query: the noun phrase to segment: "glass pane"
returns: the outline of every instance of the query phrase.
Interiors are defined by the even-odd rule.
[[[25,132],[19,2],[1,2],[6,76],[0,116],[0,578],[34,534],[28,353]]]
------------
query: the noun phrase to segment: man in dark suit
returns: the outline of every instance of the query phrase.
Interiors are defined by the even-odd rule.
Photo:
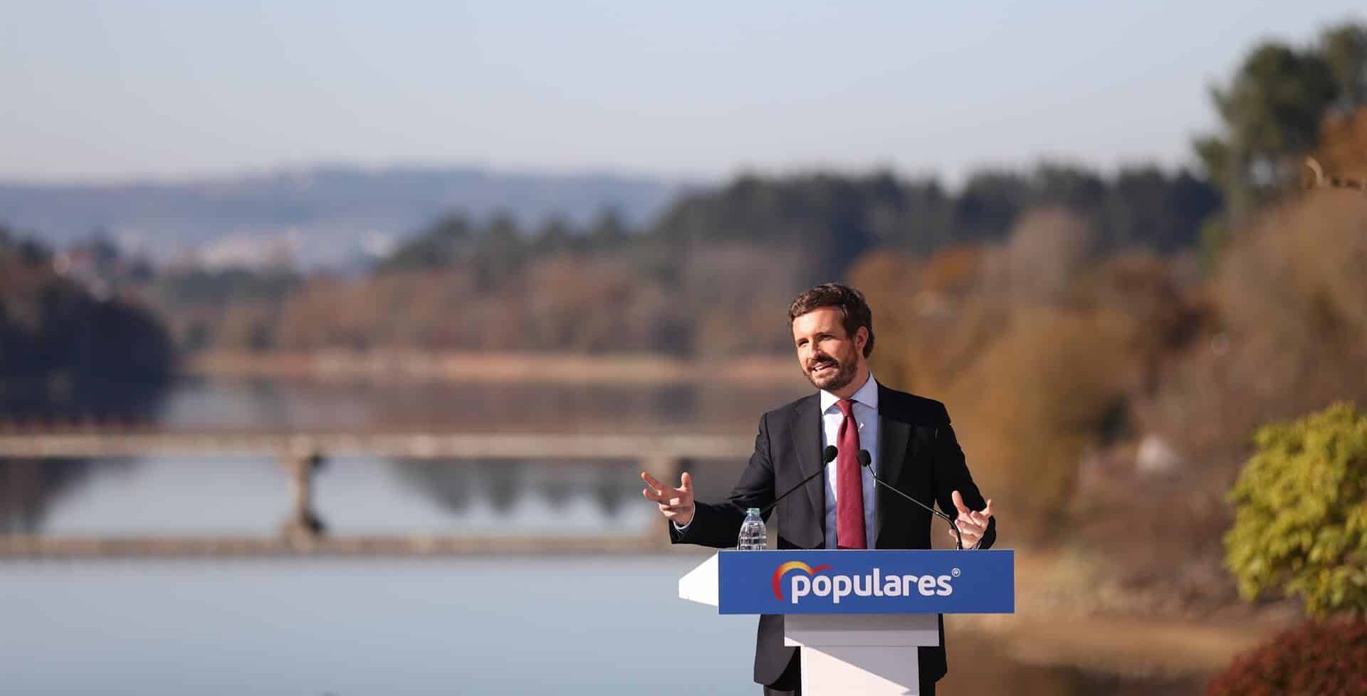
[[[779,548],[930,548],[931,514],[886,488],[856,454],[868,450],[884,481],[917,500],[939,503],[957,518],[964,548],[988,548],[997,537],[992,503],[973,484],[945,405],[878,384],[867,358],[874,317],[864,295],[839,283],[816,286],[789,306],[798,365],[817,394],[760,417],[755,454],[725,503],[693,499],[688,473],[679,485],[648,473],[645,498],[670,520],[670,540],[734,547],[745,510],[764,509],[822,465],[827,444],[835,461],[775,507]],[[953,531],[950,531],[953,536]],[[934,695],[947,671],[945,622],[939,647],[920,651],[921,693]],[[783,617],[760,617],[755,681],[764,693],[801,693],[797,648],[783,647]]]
------------
| Exercise task |
Return each line of the records that contains the string "phrase". Case counts.

| Output for this exercise |
query: the noun phrase to segment: "glass pane"
returns: the outline of every instance of the query phrase.
query: the noun phrase to segment: man in dark suit
returns: the outline of every instance of the query phrase.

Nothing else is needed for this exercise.